Search the records for "mast". Copy every line where it appears.

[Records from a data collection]
_ _ _ _ _
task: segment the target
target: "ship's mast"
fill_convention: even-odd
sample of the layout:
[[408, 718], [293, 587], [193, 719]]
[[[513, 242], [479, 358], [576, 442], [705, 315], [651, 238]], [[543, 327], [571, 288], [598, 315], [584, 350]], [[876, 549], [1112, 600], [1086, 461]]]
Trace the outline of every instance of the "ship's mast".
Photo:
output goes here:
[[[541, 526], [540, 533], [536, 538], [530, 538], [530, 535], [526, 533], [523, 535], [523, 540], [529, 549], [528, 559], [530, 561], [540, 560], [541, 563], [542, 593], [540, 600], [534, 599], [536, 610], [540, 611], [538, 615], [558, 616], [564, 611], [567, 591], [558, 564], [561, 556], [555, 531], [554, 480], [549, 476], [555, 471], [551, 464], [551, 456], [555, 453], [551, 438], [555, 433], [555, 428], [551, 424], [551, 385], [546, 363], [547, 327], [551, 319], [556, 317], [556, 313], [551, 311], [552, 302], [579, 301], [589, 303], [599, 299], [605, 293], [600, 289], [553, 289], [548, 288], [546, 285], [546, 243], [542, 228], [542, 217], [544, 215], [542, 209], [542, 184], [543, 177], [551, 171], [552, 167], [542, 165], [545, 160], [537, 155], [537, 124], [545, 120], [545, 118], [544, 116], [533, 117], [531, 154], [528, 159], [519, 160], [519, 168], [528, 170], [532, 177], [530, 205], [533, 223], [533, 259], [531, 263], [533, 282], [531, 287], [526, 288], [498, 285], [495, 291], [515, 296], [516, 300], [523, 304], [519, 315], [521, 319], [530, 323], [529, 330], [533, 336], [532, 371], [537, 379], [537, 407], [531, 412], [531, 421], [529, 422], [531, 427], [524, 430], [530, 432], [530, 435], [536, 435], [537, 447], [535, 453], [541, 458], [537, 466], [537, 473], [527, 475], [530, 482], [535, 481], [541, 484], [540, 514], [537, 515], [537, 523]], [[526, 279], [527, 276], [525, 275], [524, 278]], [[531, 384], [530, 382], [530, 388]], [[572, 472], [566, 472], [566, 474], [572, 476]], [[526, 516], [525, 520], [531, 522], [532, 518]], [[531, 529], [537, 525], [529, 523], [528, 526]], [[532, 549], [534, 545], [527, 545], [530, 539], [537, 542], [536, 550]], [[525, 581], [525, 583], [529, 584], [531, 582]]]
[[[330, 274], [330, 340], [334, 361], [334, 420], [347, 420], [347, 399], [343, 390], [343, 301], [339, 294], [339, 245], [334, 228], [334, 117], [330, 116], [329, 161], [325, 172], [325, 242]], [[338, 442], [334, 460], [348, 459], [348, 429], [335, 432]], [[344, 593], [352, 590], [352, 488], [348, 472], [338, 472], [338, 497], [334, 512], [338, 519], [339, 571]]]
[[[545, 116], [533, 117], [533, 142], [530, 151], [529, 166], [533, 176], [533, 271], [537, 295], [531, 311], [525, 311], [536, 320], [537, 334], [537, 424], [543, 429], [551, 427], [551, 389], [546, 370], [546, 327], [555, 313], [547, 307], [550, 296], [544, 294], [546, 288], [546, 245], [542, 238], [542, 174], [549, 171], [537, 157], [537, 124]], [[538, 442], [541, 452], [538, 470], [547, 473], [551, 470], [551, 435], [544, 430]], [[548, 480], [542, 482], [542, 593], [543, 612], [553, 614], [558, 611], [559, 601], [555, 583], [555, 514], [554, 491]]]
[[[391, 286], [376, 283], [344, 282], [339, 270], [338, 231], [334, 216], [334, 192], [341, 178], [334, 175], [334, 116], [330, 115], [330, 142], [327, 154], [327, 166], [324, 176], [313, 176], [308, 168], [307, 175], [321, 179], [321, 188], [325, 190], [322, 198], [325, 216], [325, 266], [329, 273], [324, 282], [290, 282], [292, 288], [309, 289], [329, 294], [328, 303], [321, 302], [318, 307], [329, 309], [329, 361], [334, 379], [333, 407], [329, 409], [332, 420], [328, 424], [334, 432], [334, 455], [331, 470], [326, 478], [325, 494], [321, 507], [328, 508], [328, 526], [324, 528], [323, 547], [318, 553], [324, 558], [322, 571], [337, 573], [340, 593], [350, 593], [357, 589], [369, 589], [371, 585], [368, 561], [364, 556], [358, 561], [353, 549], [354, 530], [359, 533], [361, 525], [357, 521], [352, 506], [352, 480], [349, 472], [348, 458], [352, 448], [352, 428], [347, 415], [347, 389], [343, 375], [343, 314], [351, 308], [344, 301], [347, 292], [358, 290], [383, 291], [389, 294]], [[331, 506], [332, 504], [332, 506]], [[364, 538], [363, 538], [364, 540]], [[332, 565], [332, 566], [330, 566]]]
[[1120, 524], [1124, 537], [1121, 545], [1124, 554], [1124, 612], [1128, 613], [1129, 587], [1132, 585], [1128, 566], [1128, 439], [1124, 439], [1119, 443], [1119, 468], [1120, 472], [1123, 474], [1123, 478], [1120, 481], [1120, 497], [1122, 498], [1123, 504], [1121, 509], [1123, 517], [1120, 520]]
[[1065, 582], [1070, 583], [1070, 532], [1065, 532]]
_ _ _ _ _
#### Answer box
target: "ship's mast"
Trace the outline of every instance of the "ship's mast".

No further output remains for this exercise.